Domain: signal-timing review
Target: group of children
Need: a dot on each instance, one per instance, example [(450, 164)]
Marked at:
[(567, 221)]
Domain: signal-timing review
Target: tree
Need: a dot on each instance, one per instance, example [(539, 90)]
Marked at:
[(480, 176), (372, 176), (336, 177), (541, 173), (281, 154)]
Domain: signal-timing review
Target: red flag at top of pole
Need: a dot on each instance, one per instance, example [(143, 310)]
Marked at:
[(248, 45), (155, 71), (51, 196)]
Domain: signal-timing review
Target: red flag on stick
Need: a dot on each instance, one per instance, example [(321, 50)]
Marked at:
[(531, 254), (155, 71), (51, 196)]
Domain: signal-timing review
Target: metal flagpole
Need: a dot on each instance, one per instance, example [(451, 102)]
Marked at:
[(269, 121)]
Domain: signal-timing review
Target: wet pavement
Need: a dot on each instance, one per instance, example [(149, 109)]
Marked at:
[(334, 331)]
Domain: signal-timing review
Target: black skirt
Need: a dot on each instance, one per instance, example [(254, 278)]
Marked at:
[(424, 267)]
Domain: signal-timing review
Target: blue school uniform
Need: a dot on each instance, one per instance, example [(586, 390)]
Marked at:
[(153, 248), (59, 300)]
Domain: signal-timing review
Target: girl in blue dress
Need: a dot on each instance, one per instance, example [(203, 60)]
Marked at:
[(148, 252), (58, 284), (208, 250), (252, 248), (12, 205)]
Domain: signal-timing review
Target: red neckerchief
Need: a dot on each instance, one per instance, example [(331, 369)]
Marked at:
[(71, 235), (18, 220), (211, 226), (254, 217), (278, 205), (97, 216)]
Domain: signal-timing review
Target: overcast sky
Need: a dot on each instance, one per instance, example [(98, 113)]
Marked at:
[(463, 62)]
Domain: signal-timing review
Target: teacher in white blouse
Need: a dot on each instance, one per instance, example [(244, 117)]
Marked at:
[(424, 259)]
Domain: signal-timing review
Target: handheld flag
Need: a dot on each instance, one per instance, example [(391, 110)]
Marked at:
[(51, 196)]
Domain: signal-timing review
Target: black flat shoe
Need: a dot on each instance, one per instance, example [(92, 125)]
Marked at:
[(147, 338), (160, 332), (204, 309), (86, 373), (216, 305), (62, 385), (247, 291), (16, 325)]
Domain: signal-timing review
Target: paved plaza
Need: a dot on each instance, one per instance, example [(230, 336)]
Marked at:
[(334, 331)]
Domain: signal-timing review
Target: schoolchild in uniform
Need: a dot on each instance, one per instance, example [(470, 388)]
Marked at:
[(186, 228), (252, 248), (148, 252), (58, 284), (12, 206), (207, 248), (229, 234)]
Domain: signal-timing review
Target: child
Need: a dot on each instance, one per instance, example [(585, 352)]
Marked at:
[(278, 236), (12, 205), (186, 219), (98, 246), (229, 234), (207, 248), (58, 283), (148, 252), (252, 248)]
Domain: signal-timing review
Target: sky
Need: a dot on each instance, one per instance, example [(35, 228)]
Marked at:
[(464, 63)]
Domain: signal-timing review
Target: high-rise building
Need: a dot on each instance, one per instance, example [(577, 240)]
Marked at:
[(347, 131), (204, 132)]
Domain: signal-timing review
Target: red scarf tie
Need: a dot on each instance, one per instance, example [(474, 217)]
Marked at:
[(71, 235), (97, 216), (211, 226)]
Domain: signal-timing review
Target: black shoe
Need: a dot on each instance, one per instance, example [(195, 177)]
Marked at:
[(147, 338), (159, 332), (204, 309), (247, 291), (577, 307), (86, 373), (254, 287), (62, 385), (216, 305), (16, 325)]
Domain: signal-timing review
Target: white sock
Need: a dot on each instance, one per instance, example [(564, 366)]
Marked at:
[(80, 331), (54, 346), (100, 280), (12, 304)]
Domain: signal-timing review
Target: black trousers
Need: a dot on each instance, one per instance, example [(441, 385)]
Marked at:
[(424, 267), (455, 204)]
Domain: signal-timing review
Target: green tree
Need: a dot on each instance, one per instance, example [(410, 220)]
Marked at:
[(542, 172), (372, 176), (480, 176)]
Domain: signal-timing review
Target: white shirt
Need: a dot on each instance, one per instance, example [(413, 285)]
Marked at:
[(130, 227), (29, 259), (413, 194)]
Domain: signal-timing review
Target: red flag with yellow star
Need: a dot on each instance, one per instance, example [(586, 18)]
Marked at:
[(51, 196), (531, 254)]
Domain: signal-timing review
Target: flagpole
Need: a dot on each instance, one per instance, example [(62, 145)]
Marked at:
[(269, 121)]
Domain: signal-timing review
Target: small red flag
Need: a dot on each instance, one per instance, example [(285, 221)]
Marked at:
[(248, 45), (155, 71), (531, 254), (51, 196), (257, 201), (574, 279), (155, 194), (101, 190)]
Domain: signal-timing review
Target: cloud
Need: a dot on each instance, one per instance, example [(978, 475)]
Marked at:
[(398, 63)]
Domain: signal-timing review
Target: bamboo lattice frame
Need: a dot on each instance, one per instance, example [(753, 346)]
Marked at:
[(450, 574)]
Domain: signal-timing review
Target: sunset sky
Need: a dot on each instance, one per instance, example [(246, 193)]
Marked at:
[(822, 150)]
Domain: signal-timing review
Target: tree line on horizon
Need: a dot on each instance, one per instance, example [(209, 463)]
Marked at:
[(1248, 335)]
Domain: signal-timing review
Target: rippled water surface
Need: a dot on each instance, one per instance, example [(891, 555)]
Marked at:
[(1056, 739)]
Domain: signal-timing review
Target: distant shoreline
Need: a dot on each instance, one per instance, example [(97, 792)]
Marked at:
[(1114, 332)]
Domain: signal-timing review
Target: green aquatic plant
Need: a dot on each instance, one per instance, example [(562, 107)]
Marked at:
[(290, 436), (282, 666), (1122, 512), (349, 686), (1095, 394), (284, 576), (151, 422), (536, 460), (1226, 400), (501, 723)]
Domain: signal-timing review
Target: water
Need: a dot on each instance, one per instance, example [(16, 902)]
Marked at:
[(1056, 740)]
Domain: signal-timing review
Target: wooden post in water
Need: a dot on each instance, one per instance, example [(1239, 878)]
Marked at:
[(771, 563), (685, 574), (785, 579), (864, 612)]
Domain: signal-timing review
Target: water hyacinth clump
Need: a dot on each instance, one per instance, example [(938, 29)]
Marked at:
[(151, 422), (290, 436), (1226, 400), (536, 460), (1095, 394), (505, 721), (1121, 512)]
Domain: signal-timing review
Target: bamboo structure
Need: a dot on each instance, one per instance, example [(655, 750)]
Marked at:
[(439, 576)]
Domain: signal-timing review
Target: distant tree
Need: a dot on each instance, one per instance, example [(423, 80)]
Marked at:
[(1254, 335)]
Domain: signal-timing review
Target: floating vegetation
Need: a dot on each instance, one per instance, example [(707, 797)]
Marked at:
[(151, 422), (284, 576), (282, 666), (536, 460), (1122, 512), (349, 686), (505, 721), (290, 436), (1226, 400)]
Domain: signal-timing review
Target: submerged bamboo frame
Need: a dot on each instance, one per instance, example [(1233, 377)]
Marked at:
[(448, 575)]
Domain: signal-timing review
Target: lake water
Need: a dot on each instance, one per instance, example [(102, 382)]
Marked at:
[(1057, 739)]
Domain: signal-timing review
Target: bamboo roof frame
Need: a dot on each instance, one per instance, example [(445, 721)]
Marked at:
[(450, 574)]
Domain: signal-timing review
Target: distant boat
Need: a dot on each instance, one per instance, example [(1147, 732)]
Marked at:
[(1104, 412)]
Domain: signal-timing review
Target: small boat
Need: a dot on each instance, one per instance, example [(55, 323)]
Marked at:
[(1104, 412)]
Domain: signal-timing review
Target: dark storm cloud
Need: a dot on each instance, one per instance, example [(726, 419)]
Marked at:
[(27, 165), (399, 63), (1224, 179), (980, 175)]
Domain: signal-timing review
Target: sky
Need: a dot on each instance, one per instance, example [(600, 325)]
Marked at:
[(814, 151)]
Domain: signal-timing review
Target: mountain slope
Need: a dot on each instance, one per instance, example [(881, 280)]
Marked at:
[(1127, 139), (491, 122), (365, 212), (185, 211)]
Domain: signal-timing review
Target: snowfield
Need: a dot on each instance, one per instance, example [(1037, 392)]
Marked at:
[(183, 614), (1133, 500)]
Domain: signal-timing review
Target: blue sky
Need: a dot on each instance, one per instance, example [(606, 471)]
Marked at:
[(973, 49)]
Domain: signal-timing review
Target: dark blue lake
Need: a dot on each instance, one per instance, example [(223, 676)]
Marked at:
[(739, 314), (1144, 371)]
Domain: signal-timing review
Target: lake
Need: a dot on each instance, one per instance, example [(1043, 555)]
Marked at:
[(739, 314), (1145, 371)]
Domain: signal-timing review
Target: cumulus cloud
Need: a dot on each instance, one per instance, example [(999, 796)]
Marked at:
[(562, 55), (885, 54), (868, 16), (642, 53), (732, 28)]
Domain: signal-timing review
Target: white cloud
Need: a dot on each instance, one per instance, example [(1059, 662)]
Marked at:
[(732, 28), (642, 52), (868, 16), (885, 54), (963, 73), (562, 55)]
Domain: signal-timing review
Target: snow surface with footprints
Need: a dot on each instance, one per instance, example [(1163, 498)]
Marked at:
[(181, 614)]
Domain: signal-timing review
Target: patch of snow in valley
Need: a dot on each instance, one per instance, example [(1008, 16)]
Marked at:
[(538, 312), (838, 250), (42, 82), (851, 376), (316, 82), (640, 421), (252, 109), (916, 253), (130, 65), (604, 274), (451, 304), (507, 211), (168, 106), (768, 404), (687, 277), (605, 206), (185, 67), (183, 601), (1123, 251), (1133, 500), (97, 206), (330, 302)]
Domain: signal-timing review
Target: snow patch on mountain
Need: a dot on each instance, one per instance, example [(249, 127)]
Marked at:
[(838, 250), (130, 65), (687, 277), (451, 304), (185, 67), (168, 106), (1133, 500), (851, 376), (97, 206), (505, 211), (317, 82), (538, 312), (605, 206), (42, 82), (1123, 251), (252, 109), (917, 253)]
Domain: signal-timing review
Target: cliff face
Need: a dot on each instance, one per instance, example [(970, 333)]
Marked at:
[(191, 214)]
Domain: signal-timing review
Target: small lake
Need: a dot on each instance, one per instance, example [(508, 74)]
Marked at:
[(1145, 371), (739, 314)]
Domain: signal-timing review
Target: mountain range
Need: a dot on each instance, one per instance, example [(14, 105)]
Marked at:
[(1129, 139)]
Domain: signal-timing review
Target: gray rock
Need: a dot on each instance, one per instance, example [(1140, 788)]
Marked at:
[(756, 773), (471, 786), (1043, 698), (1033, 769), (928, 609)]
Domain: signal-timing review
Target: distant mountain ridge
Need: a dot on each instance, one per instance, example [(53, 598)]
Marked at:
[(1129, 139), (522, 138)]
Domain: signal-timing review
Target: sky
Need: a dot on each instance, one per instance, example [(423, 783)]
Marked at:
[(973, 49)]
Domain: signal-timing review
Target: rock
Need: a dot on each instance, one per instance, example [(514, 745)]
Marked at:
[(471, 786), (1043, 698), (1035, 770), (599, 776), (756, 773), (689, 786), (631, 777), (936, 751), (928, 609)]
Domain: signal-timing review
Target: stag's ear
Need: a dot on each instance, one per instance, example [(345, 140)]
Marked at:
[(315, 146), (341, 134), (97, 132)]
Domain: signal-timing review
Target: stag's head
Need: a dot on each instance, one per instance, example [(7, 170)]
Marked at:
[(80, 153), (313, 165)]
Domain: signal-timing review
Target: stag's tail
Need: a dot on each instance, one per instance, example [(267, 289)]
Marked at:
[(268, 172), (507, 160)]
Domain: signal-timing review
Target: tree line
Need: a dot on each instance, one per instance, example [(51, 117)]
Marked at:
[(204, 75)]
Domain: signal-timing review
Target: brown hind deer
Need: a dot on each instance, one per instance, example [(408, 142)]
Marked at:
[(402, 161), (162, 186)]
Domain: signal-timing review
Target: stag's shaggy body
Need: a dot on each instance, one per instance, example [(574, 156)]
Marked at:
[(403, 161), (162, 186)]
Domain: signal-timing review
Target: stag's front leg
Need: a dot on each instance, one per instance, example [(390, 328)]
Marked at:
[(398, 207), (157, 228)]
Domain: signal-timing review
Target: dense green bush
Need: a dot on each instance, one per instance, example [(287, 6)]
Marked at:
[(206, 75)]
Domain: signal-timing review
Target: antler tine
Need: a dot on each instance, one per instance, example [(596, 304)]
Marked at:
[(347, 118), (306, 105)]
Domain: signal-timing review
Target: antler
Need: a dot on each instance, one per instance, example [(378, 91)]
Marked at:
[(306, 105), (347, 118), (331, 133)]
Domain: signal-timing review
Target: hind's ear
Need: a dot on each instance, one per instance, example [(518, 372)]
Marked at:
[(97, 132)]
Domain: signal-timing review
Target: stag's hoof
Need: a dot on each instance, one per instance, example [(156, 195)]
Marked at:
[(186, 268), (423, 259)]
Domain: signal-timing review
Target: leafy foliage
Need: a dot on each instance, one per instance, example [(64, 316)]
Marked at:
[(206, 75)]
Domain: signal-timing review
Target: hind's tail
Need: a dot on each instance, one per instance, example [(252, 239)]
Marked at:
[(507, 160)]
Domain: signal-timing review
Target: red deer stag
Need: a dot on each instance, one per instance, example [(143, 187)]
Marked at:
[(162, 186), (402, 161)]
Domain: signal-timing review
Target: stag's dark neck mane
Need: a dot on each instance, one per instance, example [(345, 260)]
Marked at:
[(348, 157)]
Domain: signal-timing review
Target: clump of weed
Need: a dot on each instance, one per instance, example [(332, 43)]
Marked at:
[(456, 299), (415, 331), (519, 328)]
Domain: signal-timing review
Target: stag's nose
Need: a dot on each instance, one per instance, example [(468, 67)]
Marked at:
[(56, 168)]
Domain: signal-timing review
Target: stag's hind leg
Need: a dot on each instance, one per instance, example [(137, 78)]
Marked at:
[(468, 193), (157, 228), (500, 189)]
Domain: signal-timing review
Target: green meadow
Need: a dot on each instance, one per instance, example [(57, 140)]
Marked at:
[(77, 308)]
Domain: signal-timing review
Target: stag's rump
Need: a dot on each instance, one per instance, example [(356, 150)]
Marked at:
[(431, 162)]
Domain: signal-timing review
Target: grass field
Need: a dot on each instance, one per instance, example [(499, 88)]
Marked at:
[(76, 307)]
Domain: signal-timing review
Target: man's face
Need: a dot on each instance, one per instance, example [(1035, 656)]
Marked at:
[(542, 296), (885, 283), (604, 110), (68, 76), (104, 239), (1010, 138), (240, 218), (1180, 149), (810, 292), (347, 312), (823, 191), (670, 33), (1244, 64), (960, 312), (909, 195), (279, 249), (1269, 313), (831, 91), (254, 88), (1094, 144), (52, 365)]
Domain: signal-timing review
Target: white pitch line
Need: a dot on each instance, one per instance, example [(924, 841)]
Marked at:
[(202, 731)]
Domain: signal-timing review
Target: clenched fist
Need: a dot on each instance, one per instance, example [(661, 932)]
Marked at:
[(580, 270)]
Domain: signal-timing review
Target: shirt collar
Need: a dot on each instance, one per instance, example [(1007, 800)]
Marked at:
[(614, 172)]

════════

§ **Your objective**: Arrange everything from the start of the items down to the line containing "[(480, 176), (372, 176), (336, 177), (541, 173), (281, 154)]", both included, as a numbered list, and leave out any blank lines.

§ **Task response**:
1. Domain: signal-timing review
2. Target: group of children
3. Need: a dot on each instance, one per instance, example [(450, 164)]
4. Marked at:
5. [(567, 221)]
6. Domain: signal-timing review
7. Target: tree
8. Need: a dot on each instance, one per instance, example [(539, 90)]
9. Marked at:
10. [(480, 176), (372, 176), (336, 177), (541, 173), (281, 154)]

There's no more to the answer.